_THE TASK_. Please output each entry exactly as it appears.

_DATA_.
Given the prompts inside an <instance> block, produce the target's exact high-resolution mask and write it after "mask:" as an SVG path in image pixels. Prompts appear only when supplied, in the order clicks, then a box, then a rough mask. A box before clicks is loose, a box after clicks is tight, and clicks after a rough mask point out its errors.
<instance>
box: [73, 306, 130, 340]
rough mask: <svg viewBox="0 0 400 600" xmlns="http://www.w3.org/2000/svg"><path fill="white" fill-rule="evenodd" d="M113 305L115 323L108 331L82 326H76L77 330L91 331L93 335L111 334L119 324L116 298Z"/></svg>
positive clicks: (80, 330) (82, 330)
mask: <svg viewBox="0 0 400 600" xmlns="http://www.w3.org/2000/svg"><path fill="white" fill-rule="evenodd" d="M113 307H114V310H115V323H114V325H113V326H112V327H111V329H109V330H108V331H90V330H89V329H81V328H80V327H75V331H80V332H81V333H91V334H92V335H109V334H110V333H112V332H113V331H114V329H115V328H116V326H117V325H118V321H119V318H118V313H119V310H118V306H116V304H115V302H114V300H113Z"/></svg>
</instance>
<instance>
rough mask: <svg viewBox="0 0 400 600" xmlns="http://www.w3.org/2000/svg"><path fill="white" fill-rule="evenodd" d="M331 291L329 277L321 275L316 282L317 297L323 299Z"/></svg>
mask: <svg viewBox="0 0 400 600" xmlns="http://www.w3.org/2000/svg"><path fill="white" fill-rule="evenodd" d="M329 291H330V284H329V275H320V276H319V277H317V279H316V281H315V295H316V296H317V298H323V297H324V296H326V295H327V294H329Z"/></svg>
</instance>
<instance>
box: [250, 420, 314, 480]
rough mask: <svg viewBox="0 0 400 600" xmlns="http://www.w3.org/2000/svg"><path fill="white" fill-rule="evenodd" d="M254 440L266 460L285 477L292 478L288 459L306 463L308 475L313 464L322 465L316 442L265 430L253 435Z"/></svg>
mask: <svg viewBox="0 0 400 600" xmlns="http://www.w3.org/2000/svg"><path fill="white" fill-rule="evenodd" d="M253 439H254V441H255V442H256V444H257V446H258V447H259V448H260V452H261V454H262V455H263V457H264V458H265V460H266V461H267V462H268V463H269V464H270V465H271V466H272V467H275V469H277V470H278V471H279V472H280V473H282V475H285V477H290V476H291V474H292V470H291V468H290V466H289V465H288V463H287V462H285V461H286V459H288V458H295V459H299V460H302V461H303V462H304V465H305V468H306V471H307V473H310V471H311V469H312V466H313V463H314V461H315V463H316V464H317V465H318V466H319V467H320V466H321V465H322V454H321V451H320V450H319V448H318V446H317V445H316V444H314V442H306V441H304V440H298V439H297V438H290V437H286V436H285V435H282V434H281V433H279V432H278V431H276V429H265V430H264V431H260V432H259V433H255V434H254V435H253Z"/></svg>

_RESPONSE BELOW_.
Given the prompts inside an <instance> block, produce the target's exact high-resolution mask and write it after "mask:" as an SVG path in image pixels. Prompts appear only when supplied, in the order clicks, then a box, then a rough mask. A box before clicks is loose, a box after clicks is tight, and clicks after a rough mask point out its errors.
<instance>
box: [73, 306, 130, 340]
rough mask: <svg viewBox="0 0 400 600" xmlns="http://www.w3.org/2000/svg"><path fill="white" fill-rule="evenodd" d="M113 305L115 323L108 331L82 326H76L77 330L91 331L93 335L111 334L119 324L116 298Z"/></svg>
positive clicks: (80, 330) (82, 330)
mask: <svg viewBox="0 0 400 600" xmlns="http://www.w3.org/2000/svg"><path fill="white" fill-rule="evenodd" d="M113 307H114V310H115V323H114V325H113V326H112V327H111V329H109V330H108V331H90V330H89V329H81V328H80V327H75V331H80V332H81V333H91V334H92V335H109V334H110V333H112V332H113V331H114V329H115V328H116V326H117V325H118V321H119V318H118V313H119V310H118V306H116V304H115V302H114V300H113Z"/></svg>
</instance>
<instance>
rough mask: <svg viewBox="0 0 400 600" xmlns="http://www.w3.org/2000/svg"><path fill="white" fill-rule="evenodd" d="M331 291L329 277L321 275L316 282L317 297L323 299Z"/></svg>
mask: <svg viewBox="0 0 400 600" xmlns="http://www.w3.org/2000/svg"><path fill="white" fill-rule="evenodd" d="M329 291H330V284H329V275H320V276H319V277H317V279H316V281H315V295H316V296H317V298H323V297H324V296H326V295H327V294H329Z"/></svg>
</instance>
<instance>
box: [250, 420, 314, 480]
rough mask: <svg viewBox="0 0 400 600" xmlns="http://www.w3.org/2000/svg"><path fill="white" fill-rule="evenodd" d="M254 440L266 460L285 477L292 478L288 459L306 463L308 475L313 464L322 465L316 442L265 430L253 435Z"/></svg>
mask: <svg viewBox="0 0 400 600" xmlns="http://www.w3.org/2000/svg"><path fill="white" fill-rule="evenodd" d="M253 439H254V441H255V442H256V444H257V446H258V447H259V448H260V452H261V454H262V455H263V457H264V458H265V460H266V461H267V462H268V463H269V464H270V465H271V466H272V467H275V469H277V470H278V471H279V472H280V473H282V475H285V477H290V476H291V474H292V470H291V468H290V466H289V465H288V463H287V462H285V461H286V459H288V458H295V459H299V460H302V461H303V462H304V465H305V468H306V471H307V473H310V471H311V469H312V466H313V463H314V461H315V463H316V464H317V465H318V466H319V467H320V466H321V465H322V454H321V451H320V450H319V448H318V446H317V445H316V444H314V442H306V441H304V440H298V439H297V438H290V437H286V436H285V435H282V434H281V433H279V432H278V431H276V429H265V430H264V431H260V432H259V433H255V434H254V435H253Z"/></svg>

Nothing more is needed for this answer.